> _Provided passage_
========================

I am trying to understand how to arrive at $r = \dfrac{Cov(X,Y)}{\sigma_X\sigma_Y}$ with a logical narrative. This in fact is kind of continuation from my this unanswered question.
I see that by standardizing the X and Y, the resultant regression line contains $r$ as the slope. But I have to reason that out why should I do that. This is my current narrative.
My narrative:
- Covariance is given by below equation which implicitly states its symmetrical nature.
$$ Cov(X,Y) = \sum_x\sum_y(x-\overline{x})(y - \overline{y})p(x,y) = Cov(Y,X) \tag{1} $$
So X covaries with Y as much as Y with X as per above measure.
- However, simple regression lines are not symmetric.
$$ \hat{Y}|x = \hat{\beta_0} + \hat{\beta_1}x \ \ , \ \ \text{where} \ \ \ \ \hat{\beta_1} = \dfrac{\sum_i(y_i - \overline{y})(x_i - \overline{x}) }{\sum_i(x_i - \overline{x})^2} \ \ , \ \ \hat{\beta_0} = \overline{y} - \hat{\beta_1}\overline{x} \\ \hat{X}|y = \hat{\beta_2} + \hat{\beta_3}y \ \ , \ \ \text{where} \ \ \ \ \hat{\beta_3} = \dfrac{\sum_i(y_i - \overline{y})(x_i - \overline{x}) }{\sum_i(y_i - \overline{y})^2} \ \ , \ \ \hat{\beta_2} = \overline{x} - \hat{\beta_2}\overline{y} \tag{2} $$
Thus, $\hat{\beta_1} \neq \hat{\beta_2}$.
Given the disadvantage of Covariance being critically dependent on units making it unsuitable to compare different pairs of RVs (or events), we seek a standard measure like Covariance but unitless.
Now by standardizing X and Y, we get new regression lines $\hat{Y}|x, \hat{X}|y$ where the x and y intercepts are zero, and both lines have equal slope which is unitless. That is,
If I do a full standardization on the sample set,
$$ X_s = \dfrac{X - \overline{X}}{s_X} \ \ , \ \ Y_s = \dfrac{Y - \overline{Y}}{s_Y} $$
we get, with new standardized sample set (i.e $x,y$ now represent new sample set)

========================

> _Provided material_
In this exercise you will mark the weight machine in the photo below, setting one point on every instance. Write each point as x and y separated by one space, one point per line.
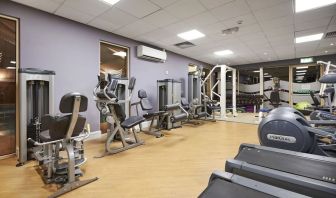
222 82
331 101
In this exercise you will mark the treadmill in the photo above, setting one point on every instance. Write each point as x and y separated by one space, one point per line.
307 174
223 184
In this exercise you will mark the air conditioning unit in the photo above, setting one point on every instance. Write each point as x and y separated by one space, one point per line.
152 54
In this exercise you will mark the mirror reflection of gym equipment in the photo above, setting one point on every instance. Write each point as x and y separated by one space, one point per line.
126 98
8 73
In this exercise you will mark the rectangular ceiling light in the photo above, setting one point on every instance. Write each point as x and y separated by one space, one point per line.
304 5
301 71
223 52
110 2
191 35
313 37
302 67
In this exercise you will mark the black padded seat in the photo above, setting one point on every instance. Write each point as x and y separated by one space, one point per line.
101 95
45 136
132 121
56 127
150 114
202 114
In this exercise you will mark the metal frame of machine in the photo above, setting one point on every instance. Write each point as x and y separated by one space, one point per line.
222 102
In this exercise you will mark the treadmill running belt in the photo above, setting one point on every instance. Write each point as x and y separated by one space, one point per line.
220 188
315 169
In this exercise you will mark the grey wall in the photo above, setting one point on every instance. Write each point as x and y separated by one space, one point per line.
72 50
288 62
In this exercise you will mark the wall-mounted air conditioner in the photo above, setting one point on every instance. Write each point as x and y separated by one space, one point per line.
152 54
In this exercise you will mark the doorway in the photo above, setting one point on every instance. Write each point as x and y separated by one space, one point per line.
8 84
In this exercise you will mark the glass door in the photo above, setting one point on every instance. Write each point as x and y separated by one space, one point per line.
8 84
304 83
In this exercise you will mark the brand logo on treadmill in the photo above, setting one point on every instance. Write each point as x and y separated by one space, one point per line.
281 138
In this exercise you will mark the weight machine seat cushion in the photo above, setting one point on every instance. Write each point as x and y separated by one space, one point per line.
67 102
150 114
314 98
101 95
202 114
132 121
57 127
144 102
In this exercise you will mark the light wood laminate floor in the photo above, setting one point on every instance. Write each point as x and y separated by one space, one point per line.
176 165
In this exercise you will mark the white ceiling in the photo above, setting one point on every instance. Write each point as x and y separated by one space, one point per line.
266 34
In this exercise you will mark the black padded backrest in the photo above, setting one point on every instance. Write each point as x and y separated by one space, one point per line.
142 94
184 101
314 98
144 102
113 85
275 97
59 126
131 83
67 102
120 113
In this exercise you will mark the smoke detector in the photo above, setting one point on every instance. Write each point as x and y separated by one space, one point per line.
230 31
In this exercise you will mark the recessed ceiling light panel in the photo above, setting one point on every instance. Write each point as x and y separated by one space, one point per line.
313 37
191 35
223 52
110 2
304 5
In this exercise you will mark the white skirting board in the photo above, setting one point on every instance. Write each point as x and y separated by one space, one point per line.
97 134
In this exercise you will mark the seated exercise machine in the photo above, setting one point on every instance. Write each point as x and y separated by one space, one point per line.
107 104
307 174
324 113
150 114
195 110
63 133
224 184
287 128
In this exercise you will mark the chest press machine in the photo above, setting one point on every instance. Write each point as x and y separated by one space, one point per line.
107 103
45 137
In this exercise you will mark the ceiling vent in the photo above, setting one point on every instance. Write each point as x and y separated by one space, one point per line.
330 35
184 45
230 31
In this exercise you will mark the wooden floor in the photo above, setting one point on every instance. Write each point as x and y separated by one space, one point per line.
177 165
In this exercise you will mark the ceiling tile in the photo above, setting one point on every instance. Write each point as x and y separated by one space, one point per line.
214 3
320 22
260 4
280 10
163 3
185 8
250 29
93 8
156 35
247 19
204 18
310 31
328 11
112 18
138 8
230 10
73 14
277 22
134 29
160 18
45 5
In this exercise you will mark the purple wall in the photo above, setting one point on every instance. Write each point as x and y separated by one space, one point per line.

========================

> _Task brief_
Please transcribe the part of the post on the correlation coefficient that opens with the words containing "I am trying" and closes with "my current narrative.".

> _Solution_
I am trying to understand how to arrive at $r = \dfrac{Cov(X,Y)}{\sigma_X\sigma_Y}$ with a logical narrative. This in fact is kind of continuation from my this unanswered question.
I see that by standardizing the X and Y, the resultant regression line contains $r$ as the slope. But I have to reason that out why should I do that. This is my current narrative.